▶ PASSAGE TO READ
--------------------------------------------------

Does Blogging Mess Up a Writing Life?

I’ve gone back and forth on this. 

One thing I can say is that when I achieve flow in a short story or longer-form fiction, the last thing I want to do is open another tab and start blogging about it. I don’t want to do anything other than stay in the flow.

But no one is in always in the flow.  It’s not productive to try.  Stay in the flow as long as it’s flowing, but understand that your subconscious needs a break.  You’re not at peak creative performance all the time.  You need downtime and sleep and the daily demands of life.  That’s not glamorous, but it’s true. 

Don’t write drunk and edit sober.  Don’t forget about sleep.  REM-cycles are essential for the next day’s writing, and for bridging the brilliance of yesterday’s flow with today’s and tomorrow’s.

There are times when you can’t work on The Thing In Itself.  But that doesn’t mean you can’t write at all.  When the flow stops, shift gears.  Dig out an old post and revise.  Make it better.  Re-share.

Read.  Read short stories.  Read books.

I’d suggest reading more than you blog, but if you have a family or a partner or a dog or a cat or a goldfish or parents or siblings or nieces or nephews or bosses or bills, you have commitments outside of yourself.  Sometimes you can blog while doing other things (I do not mean driving).  It’s much harder to read while your spouse watches Chopped.  (You should also watch Chopped.  It’s great.)

Blogging (or tweeting) does not mess up a writing life, but it needs to kept in perspective.  Sometimes, it can help unlock the next round of creative flow.

That’s been my experience.  What’s been yours?

Fourteen Pounds of Books and Gift Receipts

A few weeks ago, I order ordered books from Powell’s. 

When the box arrived on Monday, it weighed 14 pounds.

Saul Bellow, D.H. Lawrence, and Joseph Conrad top the list.  Some things I’ve read before but had not previously owned, and other things that will be new to me.

Reading as a writer, that is, reading to uncover craft, is a much more pleasurable thing to me than what we sometimes mean when we self-consciously say we’re reading for pleasure.

A side note: My used copy of Sons and Lovers has a gift receipt from a Barnes & Noble in Costa Mesa, California from December 19, 2004 inside the cover and a remnant bit of Christmas paper still Scotch-taped to the back.  It was processed into the Powell’s system last January.  Where else has it been?  How did the receipt and the wrapping paper stay connected to this edition for 14 years?  Did someone unwrap it, like it, keep it, and then get rid of it last year?  Or has it been in circulation longer?  The mind already reels, and we haven’t even made it to the Table of Contents or the Timeline of the World of D.H. Lawrence.

I don’t know if that’s of any help to you this Black Friday, but I do recommend buying books.

John Steinbeck on Telling Stories

Today, around your Thanksgiving table, I hope you’re able to hear and share good stories.  Meaningful stories.  Stories of how it is and was with you and all your people.

John Steinbeck, from this piece in The Paris Review:

“A man who writes a story is forced to put into it the best of his knowledge and the best of his feeling.

--------------------------------------------------

▶ RECORDED DATA

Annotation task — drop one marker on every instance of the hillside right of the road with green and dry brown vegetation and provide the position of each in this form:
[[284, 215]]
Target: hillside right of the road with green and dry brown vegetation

--------------------------------------------------

▶ INSTRUCTIONS
a – Answer these questions from the blog posts:
(i) How much did the box of books from Powell's weigh?
(ii) In what city and state was the Barnes & Noble named on the gift receipt?
(iii) Which TV show does the writer say you should also watch?
b – List every writer the blog posts mention by name.
Rely only on the blog posts to answer.

▶ RESULTS FOR THE EXERCISE
a –
(i) 14 pounds
(ii) Costa Mesa, California
(iii) Chopped

b – Saul Bellow, D.H. Lawrence, Joseph Conrad, John Steinbeck